The records:
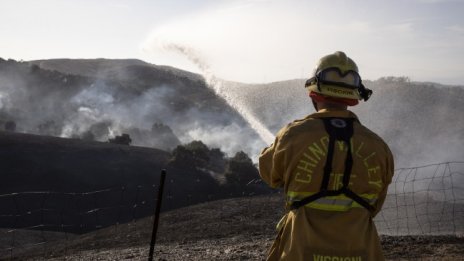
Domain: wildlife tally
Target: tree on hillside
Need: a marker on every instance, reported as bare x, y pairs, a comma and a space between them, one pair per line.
240, 169
195, 154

Written problem: Could you retype all of the data above word for word, leaving the pictures out?

Full output:
Domain: wildlife tally
Target: tree on hillside
Need: a marker on every instance, reported as bare x, y pairs, a comma and a space between them, one pair per line.
240, 169
195, 154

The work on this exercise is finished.